| Objective |
Report how many lines of the records below contain the string "background", matching case exactly. Give only the number.

(Records drawn from a data source)

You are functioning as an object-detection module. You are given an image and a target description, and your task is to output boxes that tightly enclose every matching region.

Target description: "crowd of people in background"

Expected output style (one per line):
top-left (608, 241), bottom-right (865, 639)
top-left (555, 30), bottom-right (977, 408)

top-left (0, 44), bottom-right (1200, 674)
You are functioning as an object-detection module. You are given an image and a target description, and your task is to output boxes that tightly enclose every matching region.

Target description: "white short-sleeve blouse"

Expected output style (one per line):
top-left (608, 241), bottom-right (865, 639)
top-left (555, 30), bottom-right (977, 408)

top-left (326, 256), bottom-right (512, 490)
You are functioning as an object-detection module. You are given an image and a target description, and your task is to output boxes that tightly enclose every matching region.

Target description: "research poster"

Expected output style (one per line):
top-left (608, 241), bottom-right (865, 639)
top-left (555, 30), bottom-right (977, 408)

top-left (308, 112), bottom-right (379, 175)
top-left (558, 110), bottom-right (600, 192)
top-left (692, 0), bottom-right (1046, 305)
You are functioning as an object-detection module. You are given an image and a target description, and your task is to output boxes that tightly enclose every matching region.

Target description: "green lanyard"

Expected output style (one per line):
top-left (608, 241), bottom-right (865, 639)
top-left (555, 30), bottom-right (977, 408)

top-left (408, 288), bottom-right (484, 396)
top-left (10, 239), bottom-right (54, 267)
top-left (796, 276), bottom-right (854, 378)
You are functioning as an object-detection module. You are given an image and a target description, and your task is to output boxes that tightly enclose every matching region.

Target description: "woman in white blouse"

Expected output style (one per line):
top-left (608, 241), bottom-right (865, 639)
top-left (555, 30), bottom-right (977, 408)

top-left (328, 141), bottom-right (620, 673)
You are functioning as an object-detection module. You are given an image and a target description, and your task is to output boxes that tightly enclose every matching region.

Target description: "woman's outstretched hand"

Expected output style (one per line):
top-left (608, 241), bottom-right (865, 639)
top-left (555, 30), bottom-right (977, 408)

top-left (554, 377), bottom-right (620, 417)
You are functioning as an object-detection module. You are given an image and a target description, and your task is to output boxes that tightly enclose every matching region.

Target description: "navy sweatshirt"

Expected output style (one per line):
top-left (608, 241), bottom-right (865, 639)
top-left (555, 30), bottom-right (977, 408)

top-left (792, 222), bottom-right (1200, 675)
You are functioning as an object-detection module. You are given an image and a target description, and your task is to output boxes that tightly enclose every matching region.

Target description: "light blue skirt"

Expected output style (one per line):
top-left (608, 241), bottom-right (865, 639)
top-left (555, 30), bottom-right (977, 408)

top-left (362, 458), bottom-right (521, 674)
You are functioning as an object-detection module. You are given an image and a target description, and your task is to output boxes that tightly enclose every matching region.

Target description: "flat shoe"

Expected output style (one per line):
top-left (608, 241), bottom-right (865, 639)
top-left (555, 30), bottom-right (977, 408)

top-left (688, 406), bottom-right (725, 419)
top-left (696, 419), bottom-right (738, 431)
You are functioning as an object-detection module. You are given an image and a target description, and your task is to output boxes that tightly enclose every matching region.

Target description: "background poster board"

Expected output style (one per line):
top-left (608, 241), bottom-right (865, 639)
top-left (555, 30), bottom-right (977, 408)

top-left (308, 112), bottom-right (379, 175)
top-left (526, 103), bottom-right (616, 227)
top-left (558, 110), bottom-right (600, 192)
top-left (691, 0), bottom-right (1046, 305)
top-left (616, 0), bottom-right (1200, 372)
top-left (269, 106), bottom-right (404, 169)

| Written solution |
2